_OBJECTIVE 1_:
Answer these questions using the Eyedact description:
(a) What command installs Eyedact?
(b) What kind of people does Eyedact target?
(c) In the mindmap text files, when are concepts indented?
_OBJECTIVE 2_: Continue the Eyedact description from the point where it stops.

BEGIN PASSAGE PROVIDED

Make freeze-dried web searches using text mind-maps.
npm i eyedact
Eyedact is an alternative means to Google using typed mindmaps covering
a complex domain.
What's wrong with Googling stuff directly?
Nothing.
Alt+Tab to your browser, Ctrl+L, type and hit Enter. If you know what
you are looking for, you don't need Eyedact. This is for people
who are figuring out how to navigate a specific knowledge domain.
Eyedact targets autodidacts that want to find out what they need to know
to work on something, especially when they aren't sure what to look for.
Eyedact lets you write searches that are too vague for Google and
still get results in the context for their subject. Hence "freeze-dried"
web searches.
In the example below, you will see notes acting as a source of searches
that one would not need after becoming sufficiently familiar with Mongo.
CLI Example
I write loose mindmaps in text files to avoid fussing with GUIs and
proprietary file formats. The structure is simple: indent concepts
when they belong to the concept on a previous line.

END PASSAGE PROVIDED
BEGIN DATA SHOWN

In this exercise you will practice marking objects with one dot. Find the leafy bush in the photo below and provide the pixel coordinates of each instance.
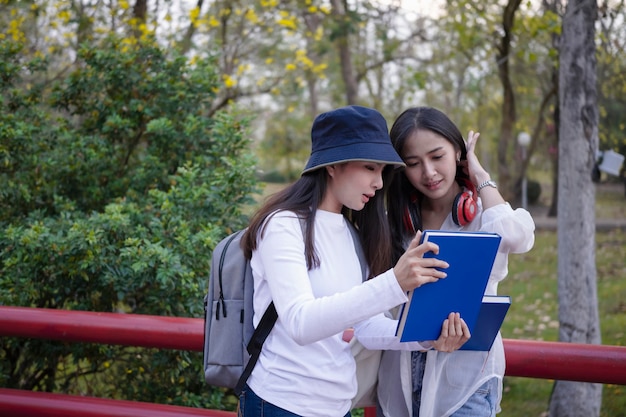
(116, 185)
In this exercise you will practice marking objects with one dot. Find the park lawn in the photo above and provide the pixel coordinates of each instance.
(532, 284)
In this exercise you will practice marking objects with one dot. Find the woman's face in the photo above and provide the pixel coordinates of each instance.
(351, 184)
(431, 163)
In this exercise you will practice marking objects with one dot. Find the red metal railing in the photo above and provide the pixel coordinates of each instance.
(525, 358)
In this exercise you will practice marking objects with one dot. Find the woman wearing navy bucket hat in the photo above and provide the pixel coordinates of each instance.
(304, 259)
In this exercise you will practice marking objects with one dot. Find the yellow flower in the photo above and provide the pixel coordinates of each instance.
(229, 81)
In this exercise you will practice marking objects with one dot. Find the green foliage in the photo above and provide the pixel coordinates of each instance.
(116, 185)
(532, 284)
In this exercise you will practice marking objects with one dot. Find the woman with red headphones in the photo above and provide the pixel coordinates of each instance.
(445, 187)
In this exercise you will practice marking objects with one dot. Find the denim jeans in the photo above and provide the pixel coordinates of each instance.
(251, 405)
(482, 403)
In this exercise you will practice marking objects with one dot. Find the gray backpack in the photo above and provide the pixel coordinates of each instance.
(231, 343)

END DATA SHOWN

_FINAL ANSWER 1_:
(a) npm i eyedact
(b) Autodidacts who want to find out what they need to know to work on something, especially when they aren't sure what to look for.
(c) When they belong to the concept on a previous line.

_FINAL ANSWER 2_:
Given the offensively incomplete text file ~/notes/mongo
for a
new student of document stores:
Mongo
databases
collections
documents
key-value pairs
ids are 12 byte hex values called _id
cursors
aggregation pipeline
map-reduce
stages
best practices
join on write, not read
optimize for most frequent use cases
sharding for horizontally scaling
benefits
any field is indexable
easy to replicate and scale
commands
use
show
createcollection
show collections
insert()
find()
limit()
pretty()
remove()
save()
skip()
sort()
update()
For the sake of explicit manual prep, put this in ~/.bashrc
:
alias s?='eyedact ~/notes/mongo`
Now you can do this:
$ s? reduce --lucky # Search Google+I'm Feeling Lucky for "Mongo aggregation pipeline map-reduce"
$ s? practices # Search Google (not feeling lucky) for "Mongo best practices"
$ s? collection show --all # Open one tab for each match (without --all, use only first match)
Eyedact checks if the string you enter appears in any of the lines of
the mindmap to find a match. You do not have to know what's in a mindmap
before searching, you only need to recall some term.
Even if you run a query would still work fine if typed into Google
directly, it's nice to have a shorter search query fire up your browser
with the pages you need already up. That is, it's nice if you are a
terminal junkie that can't be bothered with windows.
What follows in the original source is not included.